The Early Years
I knew from an young age that I wanted to run my own business. Before reaching secondary school I was buying popular products from the local shop with my pocket money and trying to sell them on to people who lived nearby for a small profit.
My work experience at secondary school taught me how to build a computer. Back then, it was less "plug and play" and more "plug wrong and fire" (if you didn't know what you were doing). Having gained that once specialist knowledge I took full advantage, building computers for friends and family, and making a modest profit in the process.
Lesson 1: People will pay for a service they perceive to be valuable.
Naïveteen
I started my first limited company aged 17. Obsessed at the time with online gaming, I was convinced that I could build a platform for teams of gamers to compete on. After teaching myself PHP, and 18 months of tireless software development work, the platform was complete, and it became moderately successful. Leagues were set up, teams competed, and some small prizes were won. Despite this, not a penny was made in revenue or profit.
Lesson 2: Children don't have disposable income.
A "LAN Party" was held at the Territorial Army barracks in Liverpool whilst I was studying for my Business Studies degree at the University of Liverpool. About 40 children and young adults brought their desktop computers to the party and competed for prizes I'd blagged from sponsors such as Crucial Memory (computer RAM) and CEX (gift vouchers).
After a full year of trading, countless hours invested, and lots of sleepless nights, the company made a grand total of around £100 profit, and HRMC took £19 of it in Corporation Tax. Two years later, I wound up the company after finally realising it wasn't a viable business.
Lesson 3: Hobbies don't automatically translate into viable businesses.
The Rat Race
After landing my first "real" job working as a Business Change Manager in the NHS, my entrepreneurship took a back seat for a few years whilst I helped to modernise various NHS services before moving to the private sector and working on complex software development projects and implementations in businesses and the NHS.
It was fun for a while. I learnt a lot, became a Certified PRINCE2 Project Manager, and had a lot of successes diligently implementing projects. But things moved too slowly in my opinion; needless red tape slowed down progress, and in the larger organisations, the lack of accountability was palpable.
Lesson 4: Working in large bureaucratic organisations isn't for everyone.

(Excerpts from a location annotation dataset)
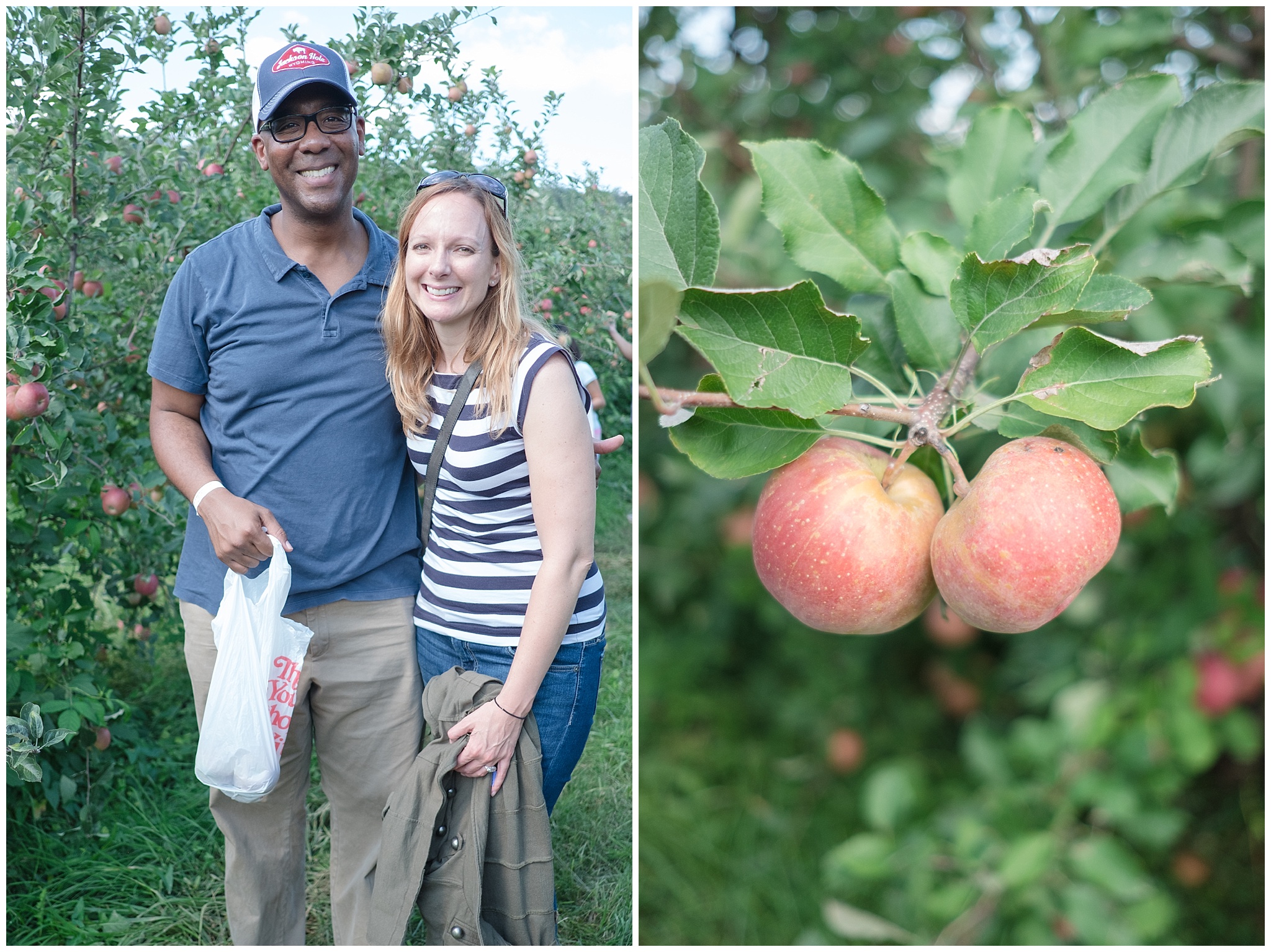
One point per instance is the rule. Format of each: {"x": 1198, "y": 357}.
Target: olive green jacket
{"x": 478, "y": 866}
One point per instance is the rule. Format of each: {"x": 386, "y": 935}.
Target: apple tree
{"x": 1007, "y": 289}
{"x": 101, "y": 214}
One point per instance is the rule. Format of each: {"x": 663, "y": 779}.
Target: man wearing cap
{"x": 271, "y": 412}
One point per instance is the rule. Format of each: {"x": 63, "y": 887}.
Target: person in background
{"x": 586, "y": 377}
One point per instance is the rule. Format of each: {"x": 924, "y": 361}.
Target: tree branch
{"x": 674, "y": 400}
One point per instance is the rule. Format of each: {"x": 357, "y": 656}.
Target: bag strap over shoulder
{"x": 439, "y": 446}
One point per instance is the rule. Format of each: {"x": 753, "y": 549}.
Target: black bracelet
{"x": 506, "y": 711}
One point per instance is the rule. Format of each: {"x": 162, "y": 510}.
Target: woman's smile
{"x": 451, "y": 263}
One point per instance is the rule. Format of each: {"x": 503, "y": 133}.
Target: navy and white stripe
{"x": 483, "y": 550}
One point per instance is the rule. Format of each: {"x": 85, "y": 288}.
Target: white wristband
{"x": 202, "y": 492}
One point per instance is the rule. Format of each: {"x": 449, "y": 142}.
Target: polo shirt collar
{"x": 380, "y": 254}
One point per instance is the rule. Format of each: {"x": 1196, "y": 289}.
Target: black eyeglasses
{"x": 290, "y": 128}
{"x": 487, "y": 183}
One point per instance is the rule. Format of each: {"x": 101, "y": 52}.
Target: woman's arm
{"x": 559, "y": 451}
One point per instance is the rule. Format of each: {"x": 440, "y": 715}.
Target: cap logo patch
{"x": 300, "y": 58}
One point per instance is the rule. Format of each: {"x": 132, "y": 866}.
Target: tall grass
{"x": 154, "y": 871}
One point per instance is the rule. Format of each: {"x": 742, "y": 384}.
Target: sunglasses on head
{"x": 487, "y": 183}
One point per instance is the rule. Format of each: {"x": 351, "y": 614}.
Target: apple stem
{"x": 924, "y": 430}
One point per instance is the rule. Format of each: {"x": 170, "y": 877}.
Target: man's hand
{"x": 603, "y": 447}
{"x": 238, "y": 531}
{"x": 608, "y": 445}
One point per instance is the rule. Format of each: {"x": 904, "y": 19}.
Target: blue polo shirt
{"x": 298, "y": 412}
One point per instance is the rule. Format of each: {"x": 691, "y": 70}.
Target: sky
{"x": 585, "y": 52}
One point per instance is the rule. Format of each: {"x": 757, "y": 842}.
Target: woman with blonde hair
{"x": 509, "y": 584}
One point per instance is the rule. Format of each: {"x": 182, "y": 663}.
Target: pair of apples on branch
{"x": 850, "y": 534}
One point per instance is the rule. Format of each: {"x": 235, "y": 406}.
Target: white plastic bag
{"x": 259, "y": 655}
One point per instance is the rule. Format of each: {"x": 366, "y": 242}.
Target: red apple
{"x": 947, "y": 629}
{"x": 32, "y": 400}
{"x": 844, "y": 750}
{"x": 115, "y": 501}
{"x": 1190, "y": 869}
{"x": 837, "y": 549}
{"x": 1219, "y": 684}
{"x": 1038, "y": 524}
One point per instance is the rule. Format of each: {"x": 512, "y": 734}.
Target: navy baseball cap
{"x": 298, "y": 65}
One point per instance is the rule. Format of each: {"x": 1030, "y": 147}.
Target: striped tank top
{"x": 483, "y": 552}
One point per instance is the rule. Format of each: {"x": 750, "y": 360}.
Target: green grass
{"x": 153, "y": 874}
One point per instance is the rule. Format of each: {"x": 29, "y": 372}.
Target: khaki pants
{"x": 360, "y": 701}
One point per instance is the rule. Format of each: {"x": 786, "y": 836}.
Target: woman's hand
{"x": 492, "y": 740}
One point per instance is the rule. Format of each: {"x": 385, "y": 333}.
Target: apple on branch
{"x": 837, "y": 549}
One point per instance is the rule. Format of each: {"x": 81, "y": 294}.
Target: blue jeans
{"x": 564, "y": 707}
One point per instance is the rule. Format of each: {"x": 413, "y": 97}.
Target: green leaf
{"x": 997, "y": 299}
{"x": 1027, "y": 858}
{"x": 1004, "y": 223}
{"x": 658, "y": 307}
{"x": 1188, "y": 138}
{"x": 1143, "y": 478}
{"x": 776, "y": 349}
{"x": 731, "y": 444}
{"x": 1245, "y": 227}
{"x": 27, "y": 768}
{"x": 889, "y": 795}
{"x": 833, "y": 222}
{"x": 997, "y": 150}
{"x": 867, "y": 856}
{"x": 853, "y": 923}
{"x": 1105, "y": 862}
{"x": 1107, "y": 383}
{"x": 1206, "y": 259}
{"x": 1106, "y": 146}
{"x": 69, "y": 721}
{"x": 1105, "y": 298}
{"x": 925, "y": 325}
{"x": 679, "y": 224}
{"x": 1018, "y": 420}
{"x": 931, "y": 259}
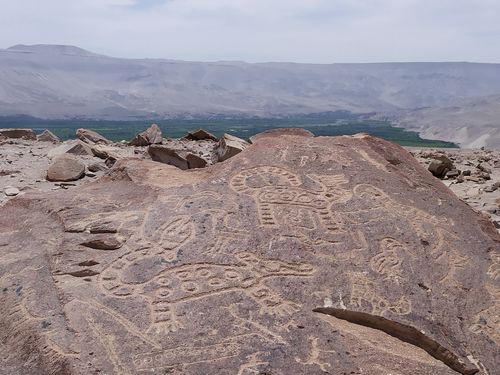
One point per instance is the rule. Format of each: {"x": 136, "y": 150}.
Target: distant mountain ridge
{"x": 50, "y": 81}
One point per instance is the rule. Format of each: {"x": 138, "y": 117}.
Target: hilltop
{"x": 57, "y": 82}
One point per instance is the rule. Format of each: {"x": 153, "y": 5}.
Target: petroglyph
{"x": 252, "y": 366}
{"x": 182, "y": 284}
{"x": 487, "y": 322}
{"x": 188, "y": 355}
{"x": 314, "y": 356}
{"x": 455, "y": 263}
{"x": 272, "y": 187}
{"x": 364, "y": 294}
{"x": 388, "y": 262}
{"x": 494, "y": 268}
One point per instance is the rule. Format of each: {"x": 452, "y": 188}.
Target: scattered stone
{"x": 485, "y": 176}
{"x": 200, "y": 135}
{"x": 48, "y": 136}
{"x": 11, "y": 191}
{"x": 453, "y": 173}
{"x": 166, "y": 155}
{"x": 109, "y": 162}
{"x": 26, "y": 134}
{"x": 148, "y": 137}
{"x": 194, "y": 161}
{"x": 281, "y": 132}
{"x": 103, "y": 243}
{"x": 483, "y": 167}
{"x": 66, "y": 168}
{"x": 71, "y": 147}
{"x": 224, "y": 269}
{"x": 98, "y": 167}
{"x": 91, "y": 137}
{"x": 440, "y": 166}
{"x": 229, "y": 146}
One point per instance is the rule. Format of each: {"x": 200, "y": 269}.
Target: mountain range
{"x": 454, "y": 101}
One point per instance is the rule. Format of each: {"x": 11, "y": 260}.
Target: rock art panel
{"x": 226, "y": 270}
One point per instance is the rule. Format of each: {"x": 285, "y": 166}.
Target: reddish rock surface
{"x": 297, "y": 256}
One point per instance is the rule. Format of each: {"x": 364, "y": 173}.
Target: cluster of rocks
{"x": 42, "y": 162}
{"x": 336, "y": 256}
{"x": 473, "y": 175}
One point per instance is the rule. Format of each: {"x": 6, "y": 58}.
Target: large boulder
{"x": 178, "y": 158}
{"x": 229, "y": 146}
{"x": 150, "y": 136}
{"x": 48, "y": 136}
{"x": 27, "y": 134}
{"x": 200, "y": 135}
{"x": 297, "y": 256}
{"x": 91, "y": 137}
{"x": 66, "y": 168}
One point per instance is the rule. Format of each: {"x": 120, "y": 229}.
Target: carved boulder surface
{"x": 218, "y": 270}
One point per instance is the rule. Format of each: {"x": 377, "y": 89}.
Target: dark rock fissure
{"x": 404, "y": 333}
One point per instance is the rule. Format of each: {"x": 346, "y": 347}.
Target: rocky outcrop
{"x": 229, "y": 269}
{"x": 200, "y": 135}
{"x": 440, "y": 166}
{"x": 474, "y": 179}
{"x": 280, "y": 132}
{"x": 229, "y": 146}
{"x": 71, "y": 147}
{"x": 178, "y": 158}
{"x": 91, "y": 137}
{"x": 150, "y": 136}
{"x": 27, "y": 134}
{"x": 48, "y": 136}
{"x": 66, "y": 168}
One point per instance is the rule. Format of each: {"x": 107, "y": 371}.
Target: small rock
{"x": 27, "y": 134}
{"x": 70, "y": 147}
{"x": 103, "y": 243}
{"x": 48, "y": 136}
{"x": 199, "y": 135}
{"x": 453, "y": 173}
{"x": 97, "y": 167}
{"x": 66, "y": 168}
{"x": 484, "y": 168}
{"x": 167, "y": 155}
{"x": 230, "y": 146}
{"x": 11, "y": 191}
{"x": 150, "y": 136}
{"x": 92, "y": 137}
{"x": 194, "y": 161}
{"x": 485, "y": 176}
{"x": 440, "y": 166}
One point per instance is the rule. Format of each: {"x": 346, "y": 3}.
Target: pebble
{"x": 11, "y": 191}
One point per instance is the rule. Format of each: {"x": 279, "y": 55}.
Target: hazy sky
{"x": 320, "y": 31}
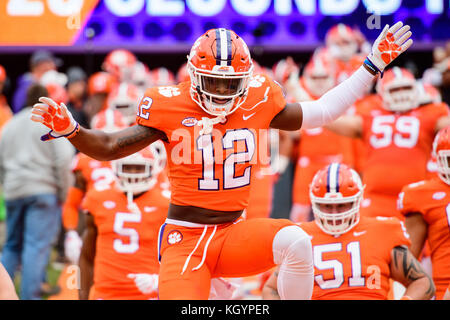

JOBS:
1. Answer these questions using the career account:
(a) At what age did the writer start a first limited company?
(b) Where was the "LAN Party" held?
(c) What certification did the writer gain while working on projects?
2. Extend the career account, picking up right after its last line.
The entries aren't required for any of the work here.

WRITTEN ANSWERS:
1.
(a) 17
(b) At the Territorial Army barracks in Liverpool
(c) Certified PRINCE2 Project Manager

2.
SIGMA is Born
Founded in 2011, SIGMA began its life primarily as an IT services company. It's fair to say that we did whatever was needed to ensure the bills were paid; a story I know is familiar to a lot of start-up businesses.
We branched out into website design and had some success building very creative websites for hair salons (not bad for a bald guy) and small businesses in Liverpool. As time went by, self-professed "web designers" popped up like meercats, churning out low quality, badly built websites with terrible SEO. But customers were not tech-savvy enough to know the difference.
Lesson 5: There's always someone willing to work from their mum's basement for 20p/hour who will undercut you.
To give the company a competitive edge, I had a grand vision to build a platform that would make it quick and easy to build a complex website with ease. Bear in mind, this was back in the day where WordPress was new, and your choices for eCommerce systems were - to put it politely - primitive.
Multiverse - our bespoke solution - was born in 2012. Starting off as a Content Management System (CMS), it grew to become an eCommerce solution shortly after. The addition of NHS England to our list of clients facilitated the building of Events Management capability into the platform, and then working with a local manufacturing company, Multiverse took a huge leap forward to become a comprehensive solution for light manufacturing, invoicing and inventory management.
Lesson 6: Building a complex system without a large development team is hard.
Multiverse (now at version 4) still works well to this day, and is widely adopted by businesses across the North West.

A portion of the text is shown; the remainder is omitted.